Il y a bien un semblant de ville autour de Gannat. Je viens de me souvenir qu'un couple de mes amis y a vécu quelques années avant de prendre la direction du midi. Il me tarde d'être ce soir. Boulimie de l'ordinateur, dans mon bureau cette fois-ci. Et puis mon nouvel emploi du temps doit être arrivé. Tous ces repas à midi avec J. cette année! Je sais bien que cela n'est pas reproductible. Cette simple idée me donne chaud au visage. Des angoisses non encore expulsées. Cette nuit, je me suis réveillé à quatre heures. Je savais que je devais rentrer.

Noëlle doit être chez elle depuis longtemps maintenant, après ses courses. Dans la voiture, elle m'a dit que j'avais changé, pas seulement physiquement. Plus tranquille, plus serein qu'il y a deux ans. Et, en même temps, je lui donne l'impression de vivre une deuxième adolescence. J'ai donc l'air si gamin dans mes enthousiasmes et mes moments de flottement? Elle m'a dit cela en réponse à la question que je lui avais posée. Elle m'a posé la même et je lui ai répondu.

Roanne. Je retrouve un univers plus familier. Le film se déroule à l'envers: l'église rouge, la Loire, la station-essence abandonnée. J'ai le sensation d'entrer dans de vieux vêtements, à la fois coutumiers et formés au corps, et trop souvent portés, indécents d'habitudes et de compromis.

JEU D'ENREGISTREMENTS:
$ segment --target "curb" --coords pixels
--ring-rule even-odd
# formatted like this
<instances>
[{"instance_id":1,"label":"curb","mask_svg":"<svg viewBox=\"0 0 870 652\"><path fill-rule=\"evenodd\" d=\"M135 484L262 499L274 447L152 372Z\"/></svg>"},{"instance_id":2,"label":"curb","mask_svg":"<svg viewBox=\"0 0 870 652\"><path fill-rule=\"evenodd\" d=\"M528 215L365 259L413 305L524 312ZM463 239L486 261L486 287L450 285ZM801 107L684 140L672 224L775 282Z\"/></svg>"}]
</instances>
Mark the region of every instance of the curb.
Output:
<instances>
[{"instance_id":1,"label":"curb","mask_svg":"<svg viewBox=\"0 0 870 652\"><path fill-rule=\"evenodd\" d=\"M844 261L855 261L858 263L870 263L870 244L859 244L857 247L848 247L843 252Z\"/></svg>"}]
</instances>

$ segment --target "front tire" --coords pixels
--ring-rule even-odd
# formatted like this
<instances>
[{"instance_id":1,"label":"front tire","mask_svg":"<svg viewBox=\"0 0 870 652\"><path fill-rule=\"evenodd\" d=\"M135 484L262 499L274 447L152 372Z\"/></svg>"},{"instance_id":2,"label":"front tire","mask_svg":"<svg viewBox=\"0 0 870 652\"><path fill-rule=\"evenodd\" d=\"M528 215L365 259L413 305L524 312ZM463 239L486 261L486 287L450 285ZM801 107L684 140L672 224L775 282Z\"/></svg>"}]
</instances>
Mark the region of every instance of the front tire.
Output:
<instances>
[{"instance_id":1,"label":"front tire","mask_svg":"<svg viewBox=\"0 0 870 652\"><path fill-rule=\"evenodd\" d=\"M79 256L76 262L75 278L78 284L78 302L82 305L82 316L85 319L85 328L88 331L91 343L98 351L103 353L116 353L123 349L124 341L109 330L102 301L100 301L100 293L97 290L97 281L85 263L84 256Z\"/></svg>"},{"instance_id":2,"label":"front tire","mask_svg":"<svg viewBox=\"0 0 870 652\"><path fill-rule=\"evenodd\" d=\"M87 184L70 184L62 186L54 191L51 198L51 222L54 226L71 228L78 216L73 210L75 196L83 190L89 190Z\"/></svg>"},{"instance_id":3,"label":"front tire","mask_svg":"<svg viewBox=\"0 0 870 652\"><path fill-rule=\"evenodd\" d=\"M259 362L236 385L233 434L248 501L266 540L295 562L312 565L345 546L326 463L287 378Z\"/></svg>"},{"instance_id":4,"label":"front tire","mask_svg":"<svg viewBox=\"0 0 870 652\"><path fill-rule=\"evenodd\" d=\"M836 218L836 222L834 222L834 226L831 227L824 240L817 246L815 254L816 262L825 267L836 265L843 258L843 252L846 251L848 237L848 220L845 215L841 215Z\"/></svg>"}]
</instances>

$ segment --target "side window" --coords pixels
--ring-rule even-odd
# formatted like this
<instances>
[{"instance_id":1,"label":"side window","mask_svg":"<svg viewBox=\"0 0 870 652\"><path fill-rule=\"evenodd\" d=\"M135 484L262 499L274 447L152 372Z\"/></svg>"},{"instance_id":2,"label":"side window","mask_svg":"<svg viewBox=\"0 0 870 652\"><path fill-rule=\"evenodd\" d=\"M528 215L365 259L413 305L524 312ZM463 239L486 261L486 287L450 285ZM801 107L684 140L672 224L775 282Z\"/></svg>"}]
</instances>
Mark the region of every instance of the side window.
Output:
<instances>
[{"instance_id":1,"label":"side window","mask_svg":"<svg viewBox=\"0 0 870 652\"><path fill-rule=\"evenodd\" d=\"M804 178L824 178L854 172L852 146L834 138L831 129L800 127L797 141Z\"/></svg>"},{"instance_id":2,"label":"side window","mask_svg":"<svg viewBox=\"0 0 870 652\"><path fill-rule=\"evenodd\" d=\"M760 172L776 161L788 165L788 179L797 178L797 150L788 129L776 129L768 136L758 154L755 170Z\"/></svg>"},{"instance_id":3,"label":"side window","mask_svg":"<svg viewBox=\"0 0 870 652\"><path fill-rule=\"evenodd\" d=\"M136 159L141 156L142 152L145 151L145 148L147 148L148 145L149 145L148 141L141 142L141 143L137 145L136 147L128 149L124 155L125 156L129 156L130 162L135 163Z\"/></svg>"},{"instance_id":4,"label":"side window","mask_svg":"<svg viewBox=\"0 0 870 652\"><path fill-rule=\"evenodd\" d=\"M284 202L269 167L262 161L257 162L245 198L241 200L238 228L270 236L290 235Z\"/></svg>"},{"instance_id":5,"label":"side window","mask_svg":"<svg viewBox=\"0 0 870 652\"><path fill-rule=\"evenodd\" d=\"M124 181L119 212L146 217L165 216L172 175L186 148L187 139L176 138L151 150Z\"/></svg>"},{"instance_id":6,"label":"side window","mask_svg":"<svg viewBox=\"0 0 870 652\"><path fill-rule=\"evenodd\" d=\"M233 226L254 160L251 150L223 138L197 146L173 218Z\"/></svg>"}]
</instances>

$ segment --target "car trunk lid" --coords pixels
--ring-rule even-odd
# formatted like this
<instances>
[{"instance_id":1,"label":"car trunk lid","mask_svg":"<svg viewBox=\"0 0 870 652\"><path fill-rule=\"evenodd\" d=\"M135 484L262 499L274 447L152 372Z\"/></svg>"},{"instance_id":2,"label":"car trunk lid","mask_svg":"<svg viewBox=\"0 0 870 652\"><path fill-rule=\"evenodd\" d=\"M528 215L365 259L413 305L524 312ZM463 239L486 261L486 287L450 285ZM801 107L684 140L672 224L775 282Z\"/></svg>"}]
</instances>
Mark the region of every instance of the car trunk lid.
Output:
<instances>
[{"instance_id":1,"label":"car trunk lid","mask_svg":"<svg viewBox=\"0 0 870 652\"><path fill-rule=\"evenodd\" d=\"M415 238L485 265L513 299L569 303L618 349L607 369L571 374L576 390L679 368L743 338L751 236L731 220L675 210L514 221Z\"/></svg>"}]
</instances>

LISTE DES TÂCHES:
[a] Traduisez en anglais la phrase suivante du récit de voyage : « Dans la voiture, elle m'a dit que j'avais changé, pas seulement physiquement. »
[b] Poursuivez le récit de voyage à partir de sa dernière phrase.

RÉPONSES PAR TÂCHE:
[a] In the car, she told me that I had changed, not only physically.

[b]
Gestes délicats de la toute jeune fille qui est ma voisine immédiate depuis Montluçon ou Commentry, je ne me souviens pas. Elle croque un biscuit en veillant à ne pas en répandre les miettes. Au moment où je regarde ses doigts si fins, elle surprend mon regard et me propose de partager son goûter. Non, pas de goûter. J'essaie, pour refuser, de mettre autant de délicatesse dans ma voix qu'elle en montre dans ses gestes.

Nous entrons dans la zone des collines rapprochées. De l'autre côté, c'est la Saône puis Lyon. Je m'arrête d'écrire.

Guéret-Lyon (1).

(Cet après-midi)

Je viens de quitter Noëlle sur le quai de la gare. Le wagon est rempli d'enfants revenant d'un camp ou d'un voyage. L'accompagnateur semble trop vieux pour goûter aux joies de la vie sous tente. Quelqu'un a un parfum que je n'aime pas, heureusement pas assez fort pour m'écoeurer totalement. Il me rappelle celui synthétique de la bombe que nous utilisions dans les toilettes quand mon père était malade: senteur agrumes. Depuis je ne peux plus le respirer sans que naisse la nausée.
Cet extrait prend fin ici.